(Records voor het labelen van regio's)
____
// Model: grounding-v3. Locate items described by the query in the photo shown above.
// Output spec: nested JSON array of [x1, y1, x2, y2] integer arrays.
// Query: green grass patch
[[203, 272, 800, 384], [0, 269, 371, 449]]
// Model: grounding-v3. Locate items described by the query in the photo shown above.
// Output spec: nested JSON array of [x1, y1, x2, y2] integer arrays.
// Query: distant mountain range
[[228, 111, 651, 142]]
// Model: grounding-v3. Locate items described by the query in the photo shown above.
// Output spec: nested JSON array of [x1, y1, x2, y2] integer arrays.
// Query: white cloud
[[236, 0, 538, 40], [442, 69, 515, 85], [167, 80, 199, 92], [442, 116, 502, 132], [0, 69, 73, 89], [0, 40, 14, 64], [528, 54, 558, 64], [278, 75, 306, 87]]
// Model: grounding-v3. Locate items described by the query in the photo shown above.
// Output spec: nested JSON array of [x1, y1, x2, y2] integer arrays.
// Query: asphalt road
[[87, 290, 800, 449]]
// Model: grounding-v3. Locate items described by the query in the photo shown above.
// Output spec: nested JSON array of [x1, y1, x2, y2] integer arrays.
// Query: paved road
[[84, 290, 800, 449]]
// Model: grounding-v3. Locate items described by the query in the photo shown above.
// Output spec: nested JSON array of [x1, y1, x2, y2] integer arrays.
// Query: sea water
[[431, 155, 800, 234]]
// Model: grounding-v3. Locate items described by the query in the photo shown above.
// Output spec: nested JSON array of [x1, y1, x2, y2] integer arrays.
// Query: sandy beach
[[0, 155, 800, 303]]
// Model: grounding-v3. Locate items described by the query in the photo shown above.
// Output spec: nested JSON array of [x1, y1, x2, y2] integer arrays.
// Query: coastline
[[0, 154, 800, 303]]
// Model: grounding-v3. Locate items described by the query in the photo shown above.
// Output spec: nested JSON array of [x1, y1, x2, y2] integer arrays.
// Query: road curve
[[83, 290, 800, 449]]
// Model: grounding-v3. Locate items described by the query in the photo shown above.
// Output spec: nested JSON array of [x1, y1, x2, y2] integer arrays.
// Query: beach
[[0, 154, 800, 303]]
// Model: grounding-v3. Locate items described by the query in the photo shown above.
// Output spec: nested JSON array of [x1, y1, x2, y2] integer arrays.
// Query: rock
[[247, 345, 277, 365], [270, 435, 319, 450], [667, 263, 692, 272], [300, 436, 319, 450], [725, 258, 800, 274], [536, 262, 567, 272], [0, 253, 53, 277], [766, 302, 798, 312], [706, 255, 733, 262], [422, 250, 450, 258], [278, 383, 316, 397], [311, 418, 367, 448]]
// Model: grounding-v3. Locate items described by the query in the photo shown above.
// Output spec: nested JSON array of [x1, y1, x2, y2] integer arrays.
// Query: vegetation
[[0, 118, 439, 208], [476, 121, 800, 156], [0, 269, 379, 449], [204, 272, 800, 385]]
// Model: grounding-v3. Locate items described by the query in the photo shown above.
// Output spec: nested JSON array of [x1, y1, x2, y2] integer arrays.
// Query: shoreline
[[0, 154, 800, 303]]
____
Beschrijving opdracht
Selecteer elke regel uit de records waarin het woord "road" voorkomt en schrijf die regels over.

Oplossing
// Query: asphalt road
// Query: paved road
// Query: road curve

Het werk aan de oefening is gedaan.